>> begin

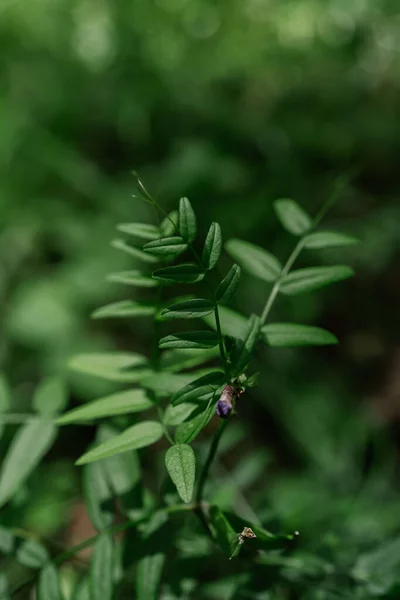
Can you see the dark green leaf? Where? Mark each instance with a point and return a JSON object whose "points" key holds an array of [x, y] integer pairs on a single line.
{"points": [[283, 335], [227, 288], [185, 273], [187, 220], [166, 246], [140, 230], [328, 239], [181, 466], [138, 436], [124, 308], [307, 280], [293, 218], [212, 247], [199, 387], [102, 568], [120, 403], [254, 260], [190, 339], [29, 445], [191, 309], [49, 584]]}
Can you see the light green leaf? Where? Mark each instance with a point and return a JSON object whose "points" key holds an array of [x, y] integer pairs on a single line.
{"points": [[185, 273], [187, 221], [102, 568], [181, 466], [166, 246], [29, 445], [254, 260], [120, 403], [124, 308], [135, 252], [138, 436], [289, 335], [190, 309], [49, 584], [114, 366], [140, 230], [227, 288], [50, 396], [212, 247], [293, 218], [190, 339], [135, 278], [328, 239], [307, 280]]}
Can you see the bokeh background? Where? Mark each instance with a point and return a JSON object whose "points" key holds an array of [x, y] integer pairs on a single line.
{"points": [[232, 104]]}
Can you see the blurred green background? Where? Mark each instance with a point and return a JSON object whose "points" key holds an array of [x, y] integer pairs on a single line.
{"points": [[232, 104]]}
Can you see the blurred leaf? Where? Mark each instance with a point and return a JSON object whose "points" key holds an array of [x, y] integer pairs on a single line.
{"points": [[288, 335], [187, 220], [29, 445], [49, 584], [254, 260], [190, 339], [140, 230], [293, 218], [120, 403], [181, 466], [124, 308], [212, 247], [185, 273], [50, 396], [307, 280], [191, 309], [102, 568], [138, 436], [228, 286]]}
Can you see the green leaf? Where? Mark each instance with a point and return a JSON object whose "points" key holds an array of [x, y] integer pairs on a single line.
{"points": [[135, 252], [199, 387], [124, 308], [135, 278], [185, 273], [212, 247], [50, 396], [190, 309], [328, 239], [187, 432], [187, 221], [254, 260], [190, 339], [102, 568], [113, 366], [29, 445], [227, 288], [307, 280], [140, 230], [138, 436], [289, 335], [293, 218], [49, 584], [166, 246], [120, 403], [181, 466]]}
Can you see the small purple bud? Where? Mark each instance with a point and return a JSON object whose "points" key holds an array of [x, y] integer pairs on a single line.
{"points": [[224, 404]]}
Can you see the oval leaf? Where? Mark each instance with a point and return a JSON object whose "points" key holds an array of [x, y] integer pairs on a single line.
{"points": [[212, 247], [181, 466], [254, 260], [293, 218], [289, 335], [307, 280], [135, 437]]}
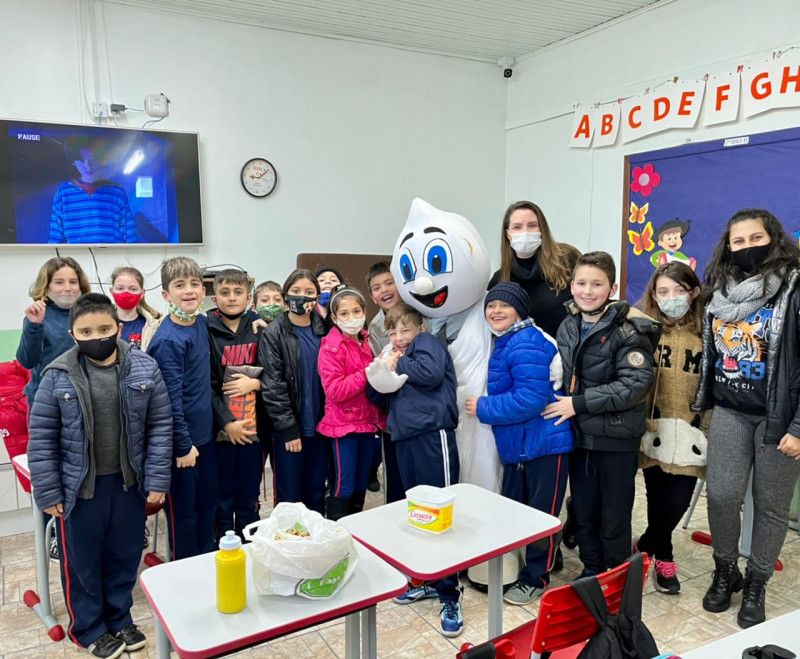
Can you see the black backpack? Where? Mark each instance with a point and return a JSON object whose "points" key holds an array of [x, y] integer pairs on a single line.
{"points": [[624, 635]]}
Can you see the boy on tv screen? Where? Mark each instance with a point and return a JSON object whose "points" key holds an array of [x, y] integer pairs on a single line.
{"points": [[90, 208]]}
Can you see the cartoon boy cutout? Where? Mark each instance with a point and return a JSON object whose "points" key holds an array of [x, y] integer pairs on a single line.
{"points": [[669, 236]]}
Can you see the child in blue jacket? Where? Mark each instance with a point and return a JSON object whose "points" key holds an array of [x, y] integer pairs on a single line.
{"points": [[524, 375], [100, 442], [423, 416]]}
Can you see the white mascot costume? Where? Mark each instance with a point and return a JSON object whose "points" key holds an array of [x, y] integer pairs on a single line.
{"points": [[441, 268]]}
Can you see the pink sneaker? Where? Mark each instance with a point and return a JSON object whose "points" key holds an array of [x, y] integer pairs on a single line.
{"points": [[667, 577]]}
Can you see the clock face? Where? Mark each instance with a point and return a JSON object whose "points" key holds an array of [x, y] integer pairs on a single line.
{"points": [[259, 177]]}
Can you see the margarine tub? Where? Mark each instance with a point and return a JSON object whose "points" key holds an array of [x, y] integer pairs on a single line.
{"points": [[430, 508]]}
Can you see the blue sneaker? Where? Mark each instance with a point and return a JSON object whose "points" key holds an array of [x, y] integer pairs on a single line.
{"points": [[416, 594], [452, 622]]}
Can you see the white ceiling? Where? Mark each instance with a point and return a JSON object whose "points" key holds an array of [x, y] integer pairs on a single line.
{"points": [[472, 29]]}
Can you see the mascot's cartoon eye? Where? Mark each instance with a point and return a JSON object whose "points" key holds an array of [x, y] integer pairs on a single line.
{"points": [[407, 267], [437, 258]]}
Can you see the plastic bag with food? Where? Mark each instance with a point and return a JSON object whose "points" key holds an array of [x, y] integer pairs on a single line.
{"points": [[296, 551]]}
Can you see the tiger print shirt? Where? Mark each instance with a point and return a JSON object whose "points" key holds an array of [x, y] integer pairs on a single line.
{"points": [[740, 368]]}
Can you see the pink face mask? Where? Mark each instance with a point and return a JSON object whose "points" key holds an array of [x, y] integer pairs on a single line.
{"points": [[127, 300]]}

>> end

■ Task description ■
Rename "pink face mask" to "blue face mask" in the part that opens with the line containing "Can you see the pink face" and closes with the end of the records. Return only those lines, otherwise unchanged.

■ Solved problem ■
Can you see the blue face mask? Where? Mark each instance with a point and return a JSON object whose "points" key holds an array of [x, y] integer pairs on a single line.
{"points": [[127, 300]]}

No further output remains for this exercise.